*SUPPLIED ENTRIES:*
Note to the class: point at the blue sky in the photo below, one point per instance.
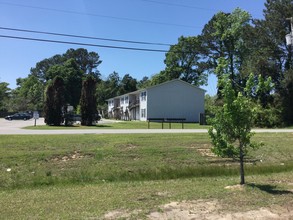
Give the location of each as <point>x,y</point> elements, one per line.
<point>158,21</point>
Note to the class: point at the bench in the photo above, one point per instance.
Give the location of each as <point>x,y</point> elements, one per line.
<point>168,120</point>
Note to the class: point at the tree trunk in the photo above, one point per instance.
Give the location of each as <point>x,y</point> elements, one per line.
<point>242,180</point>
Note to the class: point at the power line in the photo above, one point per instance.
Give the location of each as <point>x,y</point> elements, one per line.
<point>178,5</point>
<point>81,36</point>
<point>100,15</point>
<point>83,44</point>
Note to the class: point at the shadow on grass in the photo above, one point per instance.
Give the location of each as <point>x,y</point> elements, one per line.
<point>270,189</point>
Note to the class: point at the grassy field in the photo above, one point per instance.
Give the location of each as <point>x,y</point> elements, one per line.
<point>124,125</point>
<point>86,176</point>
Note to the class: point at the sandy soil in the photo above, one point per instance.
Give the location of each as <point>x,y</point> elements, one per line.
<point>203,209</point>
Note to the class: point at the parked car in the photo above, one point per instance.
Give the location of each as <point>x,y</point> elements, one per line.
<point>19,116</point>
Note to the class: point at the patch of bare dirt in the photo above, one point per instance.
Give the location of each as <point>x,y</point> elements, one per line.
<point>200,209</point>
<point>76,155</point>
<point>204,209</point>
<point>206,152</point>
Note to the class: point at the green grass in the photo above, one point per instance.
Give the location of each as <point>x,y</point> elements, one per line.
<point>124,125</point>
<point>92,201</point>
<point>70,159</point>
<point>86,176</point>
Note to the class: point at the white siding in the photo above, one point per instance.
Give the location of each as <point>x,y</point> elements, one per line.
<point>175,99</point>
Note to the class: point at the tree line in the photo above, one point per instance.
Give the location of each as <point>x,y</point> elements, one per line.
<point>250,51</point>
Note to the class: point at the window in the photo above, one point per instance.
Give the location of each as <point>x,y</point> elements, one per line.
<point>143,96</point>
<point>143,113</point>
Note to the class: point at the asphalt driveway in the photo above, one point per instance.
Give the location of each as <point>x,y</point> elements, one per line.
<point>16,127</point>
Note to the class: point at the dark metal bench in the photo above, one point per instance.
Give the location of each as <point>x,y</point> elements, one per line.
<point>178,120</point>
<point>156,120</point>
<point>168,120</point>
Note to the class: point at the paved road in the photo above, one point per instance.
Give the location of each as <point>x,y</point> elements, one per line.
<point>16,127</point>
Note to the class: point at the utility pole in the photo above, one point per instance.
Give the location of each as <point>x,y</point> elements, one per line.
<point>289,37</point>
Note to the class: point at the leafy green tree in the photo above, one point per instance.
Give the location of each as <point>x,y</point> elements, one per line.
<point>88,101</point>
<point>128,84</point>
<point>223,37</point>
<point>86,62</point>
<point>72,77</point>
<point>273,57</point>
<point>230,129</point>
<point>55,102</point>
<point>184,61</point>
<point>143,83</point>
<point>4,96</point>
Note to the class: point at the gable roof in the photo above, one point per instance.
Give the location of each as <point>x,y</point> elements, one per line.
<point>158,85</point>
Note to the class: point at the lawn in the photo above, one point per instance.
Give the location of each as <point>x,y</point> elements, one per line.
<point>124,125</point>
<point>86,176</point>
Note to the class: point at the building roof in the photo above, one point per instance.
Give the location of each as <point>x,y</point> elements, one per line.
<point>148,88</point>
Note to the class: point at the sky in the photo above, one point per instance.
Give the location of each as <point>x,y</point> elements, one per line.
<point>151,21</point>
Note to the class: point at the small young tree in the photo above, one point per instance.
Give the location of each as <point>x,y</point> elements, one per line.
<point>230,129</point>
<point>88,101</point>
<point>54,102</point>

* * *

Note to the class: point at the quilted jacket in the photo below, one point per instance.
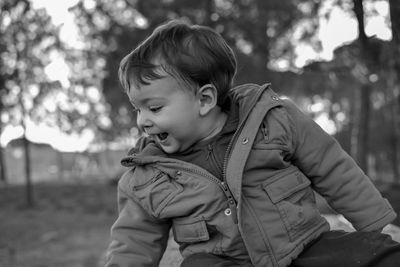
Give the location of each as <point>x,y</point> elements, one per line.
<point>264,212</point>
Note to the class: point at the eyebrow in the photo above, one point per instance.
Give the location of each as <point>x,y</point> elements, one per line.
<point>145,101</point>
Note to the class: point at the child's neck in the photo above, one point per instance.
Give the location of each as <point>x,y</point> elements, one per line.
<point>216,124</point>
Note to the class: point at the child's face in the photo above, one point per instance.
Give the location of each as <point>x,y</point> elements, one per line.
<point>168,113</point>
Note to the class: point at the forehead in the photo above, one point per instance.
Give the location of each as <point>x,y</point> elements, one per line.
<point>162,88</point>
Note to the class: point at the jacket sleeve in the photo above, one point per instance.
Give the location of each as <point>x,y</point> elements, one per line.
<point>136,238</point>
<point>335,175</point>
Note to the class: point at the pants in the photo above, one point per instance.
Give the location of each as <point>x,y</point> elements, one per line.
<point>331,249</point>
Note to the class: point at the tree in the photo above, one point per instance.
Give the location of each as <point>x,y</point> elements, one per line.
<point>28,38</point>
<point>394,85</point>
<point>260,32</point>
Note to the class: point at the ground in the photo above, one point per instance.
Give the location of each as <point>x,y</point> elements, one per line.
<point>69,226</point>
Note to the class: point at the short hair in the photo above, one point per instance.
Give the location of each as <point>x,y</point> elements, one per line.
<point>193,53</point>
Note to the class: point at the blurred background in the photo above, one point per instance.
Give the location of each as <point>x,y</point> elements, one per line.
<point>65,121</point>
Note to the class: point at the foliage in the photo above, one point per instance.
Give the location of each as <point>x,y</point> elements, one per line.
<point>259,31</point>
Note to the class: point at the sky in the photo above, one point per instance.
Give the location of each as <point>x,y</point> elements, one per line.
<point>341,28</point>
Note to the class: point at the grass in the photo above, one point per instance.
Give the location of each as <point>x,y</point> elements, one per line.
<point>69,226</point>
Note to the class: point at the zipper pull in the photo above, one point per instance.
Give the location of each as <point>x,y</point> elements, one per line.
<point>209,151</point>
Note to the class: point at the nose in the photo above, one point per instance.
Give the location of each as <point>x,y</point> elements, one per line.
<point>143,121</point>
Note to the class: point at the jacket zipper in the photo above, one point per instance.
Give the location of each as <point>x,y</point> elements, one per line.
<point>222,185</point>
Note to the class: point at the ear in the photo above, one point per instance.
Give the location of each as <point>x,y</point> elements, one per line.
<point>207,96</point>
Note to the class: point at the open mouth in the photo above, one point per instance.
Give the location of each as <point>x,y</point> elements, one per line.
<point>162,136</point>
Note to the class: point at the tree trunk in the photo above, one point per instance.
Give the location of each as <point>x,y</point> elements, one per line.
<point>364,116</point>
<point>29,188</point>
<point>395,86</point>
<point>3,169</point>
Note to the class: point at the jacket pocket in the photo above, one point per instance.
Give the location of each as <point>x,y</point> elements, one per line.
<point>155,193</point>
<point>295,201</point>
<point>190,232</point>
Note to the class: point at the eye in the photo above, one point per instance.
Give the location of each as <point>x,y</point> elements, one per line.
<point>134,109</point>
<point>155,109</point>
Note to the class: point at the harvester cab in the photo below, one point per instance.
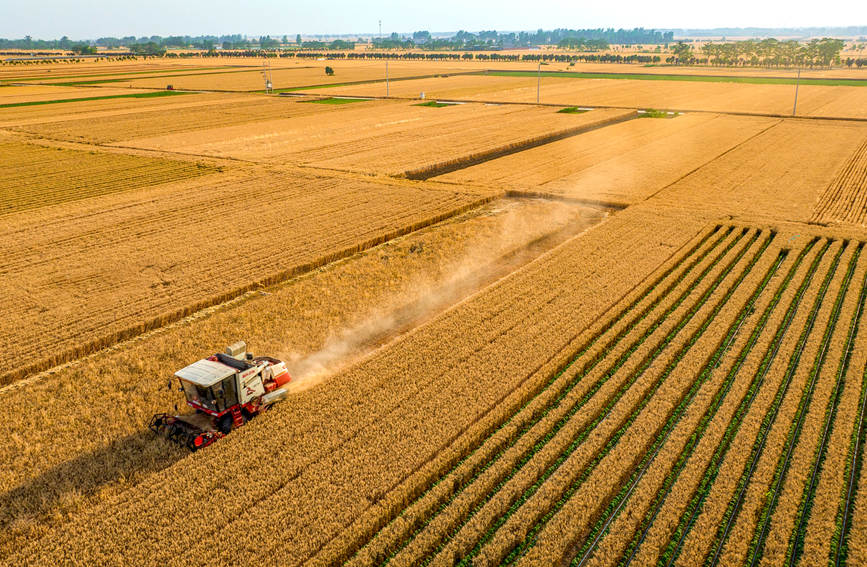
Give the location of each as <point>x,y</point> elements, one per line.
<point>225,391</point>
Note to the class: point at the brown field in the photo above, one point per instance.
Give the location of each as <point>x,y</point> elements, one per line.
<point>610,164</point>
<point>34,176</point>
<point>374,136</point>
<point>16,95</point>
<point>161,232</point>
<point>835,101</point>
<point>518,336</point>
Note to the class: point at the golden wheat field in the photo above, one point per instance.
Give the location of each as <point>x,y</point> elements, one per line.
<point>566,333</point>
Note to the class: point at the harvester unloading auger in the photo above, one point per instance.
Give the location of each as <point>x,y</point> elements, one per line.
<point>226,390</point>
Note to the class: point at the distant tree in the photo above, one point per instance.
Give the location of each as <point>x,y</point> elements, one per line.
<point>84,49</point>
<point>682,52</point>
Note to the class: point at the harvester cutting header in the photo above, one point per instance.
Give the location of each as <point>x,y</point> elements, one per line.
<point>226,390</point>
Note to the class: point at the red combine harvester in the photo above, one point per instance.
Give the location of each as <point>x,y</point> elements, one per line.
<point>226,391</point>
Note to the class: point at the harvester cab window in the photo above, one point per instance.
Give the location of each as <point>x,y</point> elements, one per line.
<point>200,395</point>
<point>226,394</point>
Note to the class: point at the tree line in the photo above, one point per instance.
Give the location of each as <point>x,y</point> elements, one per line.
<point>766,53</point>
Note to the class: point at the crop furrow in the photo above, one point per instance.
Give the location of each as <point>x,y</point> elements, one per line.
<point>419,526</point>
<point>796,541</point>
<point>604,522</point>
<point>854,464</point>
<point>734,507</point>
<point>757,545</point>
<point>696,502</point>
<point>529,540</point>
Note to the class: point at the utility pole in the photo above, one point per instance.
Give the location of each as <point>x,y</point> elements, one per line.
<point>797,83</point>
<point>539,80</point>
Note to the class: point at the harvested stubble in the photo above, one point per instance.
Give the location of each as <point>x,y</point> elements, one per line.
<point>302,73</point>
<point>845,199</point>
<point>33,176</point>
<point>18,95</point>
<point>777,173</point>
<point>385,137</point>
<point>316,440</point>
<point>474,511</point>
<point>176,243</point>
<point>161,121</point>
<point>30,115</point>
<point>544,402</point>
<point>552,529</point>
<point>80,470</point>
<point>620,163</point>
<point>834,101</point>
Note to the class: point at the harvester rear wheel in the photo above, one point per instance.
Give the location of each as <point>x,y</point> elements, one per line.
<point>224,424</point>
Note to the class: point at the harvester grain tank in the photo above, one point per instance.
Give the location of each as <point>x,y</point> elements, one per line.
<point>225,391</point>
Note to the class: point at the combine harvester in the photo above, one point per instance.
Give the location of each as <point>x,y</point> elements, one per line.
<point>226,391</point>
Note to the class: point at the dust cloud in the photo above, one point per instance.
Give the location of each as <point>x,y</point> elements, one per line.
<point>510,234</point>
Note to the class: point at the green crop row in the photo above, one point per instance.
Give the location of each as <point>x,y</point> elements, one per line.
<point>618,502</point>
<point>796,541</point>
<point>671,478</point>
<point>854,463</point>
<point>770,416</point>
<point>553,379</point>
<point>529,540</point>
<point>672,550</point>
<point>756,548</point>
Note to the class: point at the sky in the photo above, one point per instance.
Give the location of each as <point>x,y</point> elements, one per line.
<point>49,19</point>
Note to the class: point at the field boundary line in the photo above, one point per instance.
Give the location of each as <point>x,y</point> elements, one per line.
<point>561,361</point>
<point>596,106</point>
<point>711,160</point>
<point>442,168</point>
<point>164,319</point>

*EXERCISE:* Recast everything above from the line containing "Note to the class: point at the harvested" down to the line containing "<point>224,424</point>", both included, as a JSON list of strings with one string per line, leaving out any blank lines.

*EXPECTED ANSWER:*
[
  "Note to the class: point at the harvested stubble in the photo above, one point per instance.",
  "Give the location of each as <point>x,y</point> elements, one per line.",
  "<point>302,73</point>",
  "<point>845,199</point>",
  "<point>33,176</point>",
  "<point>18,95</point>",
  "<point>777,173</point>",
  "<point>385,137</point>",
  "<point>316,440</point>",
  "<point>474,511</point>",
  "<point>176,243</point>",
  "<point>161,121</point>",
  "<point>30,115</point>",
  "<point>544,402</point>",
  "<point>552,529</point>",
  "<point>80,470</point>",
  "<point>620,163</point>",
  "<point>834,101</point>",
  "Note to the class: point at the harvester rear wheel in the photo above, one point per instance.",
  "Give the location of each as <point>x,y</point> elements, one per line.",
  "<point>224,424</point>"
]